How can I estimate the camera pose with 3d-to-2d-point-correspondences (using opencv)

Tags:

Hello my goal is to develop head-tracking functionality to be used in an aircraft (simulator) cockpit, in order to provide AR to suport civilian pilots to land and fly with bad visual conditions.

My approach is to detect characteristic points (in the dark simulator LEDs) of which I know the 3D coordinates and than compute the estimated (head worn camera's) pose [R|t] (rotation concatinated with translation).

The problem I do have is that the estimated pose seems to be always wrong and a projection of my 3D points (which I also used to estimate the pose) does not overlap with the 2D image points (or is not visible).

LED detection works but pose estimation and 3D projection not

My questions are:

How can I estimate the camera pose with a given set of 2D-to-3D point correspondences.

Why does it not work how I try it and where might be sources of error?

How accurate must be the measurements (of 3D and 2D points and the camera matrix) to get the theoretical solution working in a real life environment?

Will the approach work for coplanar points (x,y axis changed) in theory?

The hardware I use is the Epson BT-200.

In the aircraft I defined a fixed ordinate to which I expect relative translations and rotations as result of my program. The program detects the image coordinates of (unique) LEDs and matches them to their corresponding 3D coordinate. With a camera matrix I obtained using the open-cv sample android code (https://github.com/Itseez/opencv/tree/master/samples/android/camera-calibration) I try to estimate the pose using solvePnP.

My camera matrix and distortion varries slightly. Here are some values I received from the procedure. I made sure that the circle-distance of my printed out circle pattern is the same as written down in the source-code (measured in Meters).

Here are some examples and how I create the OpenCV Mat of it.

//  protected final double[] DISTORTION_MATRIX_VALUES = new double[]{
//          /*This matrix should have 5 values*/
//          0.04569467373955304,
//          0.1402980385369059,
//          0,
//          0,
//          -0.2982135315849994
//  };

//  protected final double[] DISTORTION_MATRIX_VALUES = new double[]{
//          /*This matrix should have 5 values*/
//          0.08245931646421553,
//          -0.9893762277047577,
//          0,
//          0,
//          3.23553287438898
//  };

//  protected final double[] DISTORTION_MATRIX_VALUES = new double[]{
//          /*This matrix should have 5 values*/
//          0.07444480392067945,
//          -0.7817175834131075,
//          0,
//          0,
//          2.65433773093283
//  };
    protected final double[] DISTORTION_MATRIX_VALUES = new double[]{
            /*This matrix should have 5 values*/
            0.08909941096327206,
            -0.9537960457721699,
            0,
            0,
            3.449728790843752
    };

    protected final double[][] CAMERA_MATRIX_VALUES = new double[][]{
            /*This matrix should have 3x3 values*/
//          {748.6595405553738, 0, 319.5},
//          {0, 748.6595405553738, 239.5},
//          {0, 0, 1}
//          {698.1744297982436, 0, 320},
//          {0, 698.1744297982436, 240},
//          {0, 0, 1}
//          {707.1226937511951, 0, 319.5},
//          {0, 707.1226937511951, 239.5},
//          {0, 0, 1}
            {702.1458656346429, 0, 319.5},
            {0, 702.1458656346429, 239.5},
            {0, 0, 1}
    };

    private void initDestortionMatrix(){
        distortionMatrix = new MatOfDouble();
        distortionMatrix.fromArray(DISTORTION_MATRIX_VALUES);
    }

    private void initCameraMatrix(){
        cameraMatrix = new Mat(new Size(3,3), CvType.CV_64F);
        for(int i=0;i<CAMERA_MATRIX_VALUES.length; i++){
            cameraMatrix.put(i, 0, CAMERA_MATRIX_VALUES[i]);
        }
    }

To estimate the camera pose I do use solvePnP (and solvePnPRansac) as described in several locations (1,2,3,4). The result of solvePnP I use as input for the Projection (Calib3d.projectPoints). The inverse of the concatinated result [R|t] I do use as estimated pose.

_ENTRIES_.
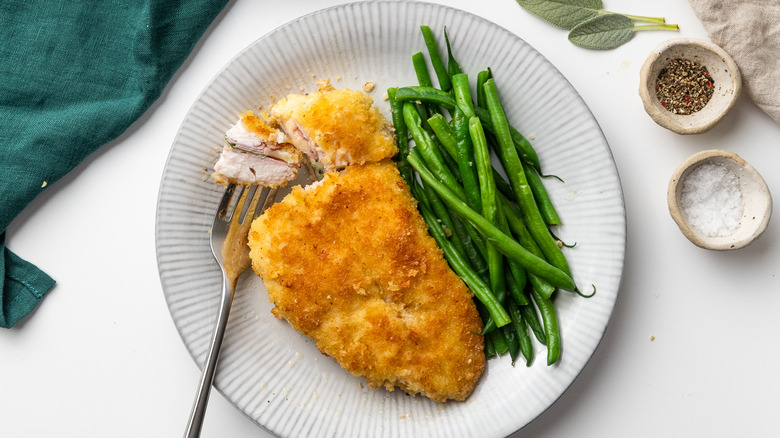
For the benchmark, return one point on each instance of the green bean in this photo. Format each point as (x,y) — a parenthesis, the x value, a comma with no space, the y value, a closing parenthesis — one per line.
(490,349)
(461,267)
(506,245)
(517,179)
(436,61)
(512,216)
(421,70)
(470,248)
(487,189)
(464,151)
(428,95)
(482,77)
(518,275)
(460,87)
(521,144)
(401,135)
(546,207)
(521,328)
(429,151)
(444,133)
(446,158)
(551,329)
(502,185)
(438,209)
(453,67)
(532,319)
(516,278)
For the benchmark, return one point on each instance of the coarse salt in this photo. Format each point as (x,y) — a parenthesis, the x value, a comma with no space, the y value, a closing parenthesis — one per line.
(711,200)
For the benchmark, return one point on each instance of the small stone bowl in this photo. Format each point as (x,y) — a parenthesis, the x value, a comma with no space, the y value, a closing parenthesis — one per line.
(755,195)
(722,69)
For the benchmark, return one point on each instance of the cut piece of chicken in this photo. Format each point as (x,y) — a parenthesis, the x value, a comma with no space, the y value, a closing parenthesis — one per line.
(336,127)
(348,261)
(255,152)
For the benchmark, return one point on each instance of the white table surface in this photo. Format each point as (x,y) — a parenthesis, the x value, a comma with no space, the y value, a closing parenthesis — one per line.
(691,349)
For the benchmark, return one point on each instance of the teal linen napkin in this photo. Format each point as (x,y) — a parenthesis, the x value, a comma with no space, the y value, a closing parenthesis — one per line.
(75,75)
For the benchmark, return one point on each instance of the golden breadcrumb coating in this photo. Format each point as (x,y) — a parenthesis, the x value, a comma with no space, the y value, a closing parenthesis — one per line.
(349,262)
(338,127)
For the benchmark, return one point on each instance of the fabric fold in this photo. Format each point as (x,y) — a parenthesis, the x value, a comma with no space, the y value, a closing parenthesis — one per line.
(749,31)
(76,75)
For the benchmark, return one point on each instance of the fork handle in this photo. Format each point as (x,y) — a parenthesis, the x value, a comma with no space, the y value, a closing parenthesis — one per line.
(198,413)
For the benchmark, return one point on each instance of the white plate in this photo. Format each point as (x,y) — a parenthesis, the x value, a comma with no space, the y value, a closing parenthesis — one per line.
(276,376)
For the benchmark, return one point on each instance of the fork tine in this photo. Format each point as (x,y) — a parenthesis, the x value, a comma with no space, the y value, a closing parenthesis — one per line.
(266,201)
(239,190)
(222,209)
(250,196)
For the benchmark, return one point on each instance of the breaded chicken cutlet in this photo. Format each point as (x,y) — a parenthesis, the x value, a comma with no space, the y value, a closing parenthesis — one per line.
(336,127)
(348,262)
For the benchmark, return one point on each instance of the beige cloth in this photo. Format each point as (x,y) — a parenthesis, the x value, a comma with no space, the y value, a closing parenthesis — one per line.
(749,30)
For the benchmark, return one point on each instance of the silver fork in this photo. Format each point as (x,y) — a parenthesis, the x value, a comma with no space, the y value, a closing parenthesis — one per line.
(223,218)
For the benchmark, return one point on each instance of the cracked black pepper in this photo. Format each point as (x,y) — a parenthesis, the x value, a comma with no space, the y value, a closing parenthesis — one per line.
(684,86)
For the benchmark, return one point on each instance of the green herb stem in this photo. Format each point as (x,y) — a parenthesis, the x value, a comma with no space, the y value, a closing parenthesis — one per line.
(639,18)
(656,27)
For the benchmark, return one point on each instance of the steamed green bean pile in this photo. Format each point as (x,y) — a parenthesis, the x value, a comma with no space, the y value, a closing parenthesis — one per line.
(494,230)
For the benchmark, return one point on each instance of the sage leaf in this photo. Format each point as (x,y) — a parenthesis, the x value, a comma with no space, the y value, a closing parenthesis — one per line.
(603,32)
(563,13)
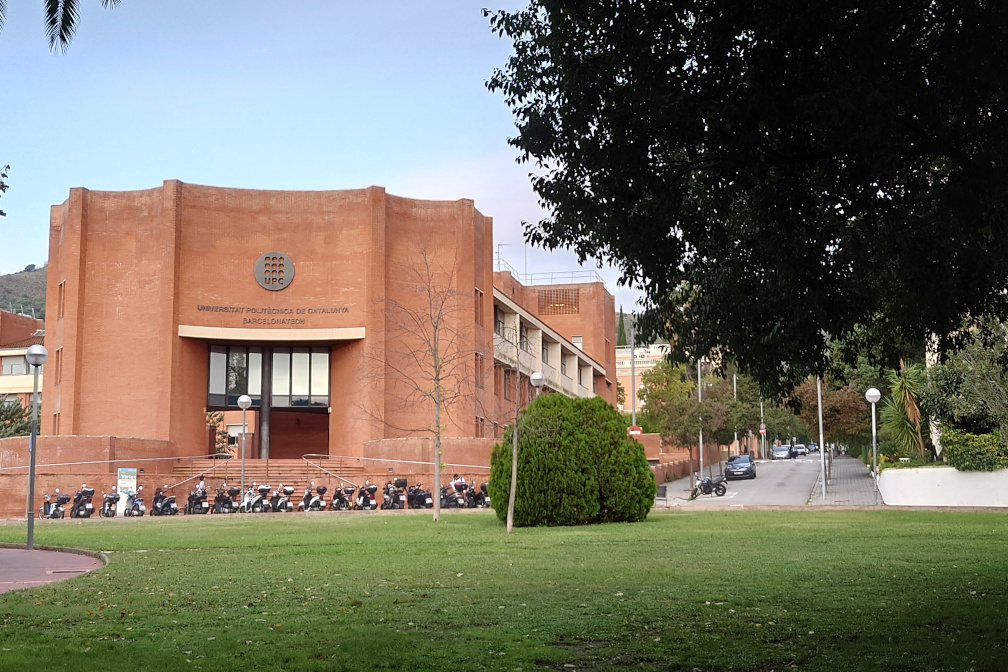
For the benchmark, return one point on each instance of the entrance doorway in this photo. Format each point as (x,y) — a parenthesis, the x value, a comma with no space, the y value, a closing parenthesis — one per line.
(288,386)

_INSTRUCTION 1_.
Answer these questions about the post on camera pose estimation:
(a) What hardware does the post say is being used?
(b) Which two OpenCV functions are used to estimate the camera pose?
(c) In what unit was the circle distance of the printed pattern measured?
_INSTRUCTION 2_. Filter the records to only the lines that contain the word "golden". Case counts.

_WORKED ANSWER 1_.
(a) The Epson BT-200.
(b) solvePnP and solvePnPRansac.
(c) Meters.

_WORKED ANSWER 2_.
For the benchmark, return one point on each instance of the golden breadcrumb coating in this photo. Format each point as (x,y) — a parenthesis, the x value, a comma with no space, the y value, a closing parenthesis — one per line.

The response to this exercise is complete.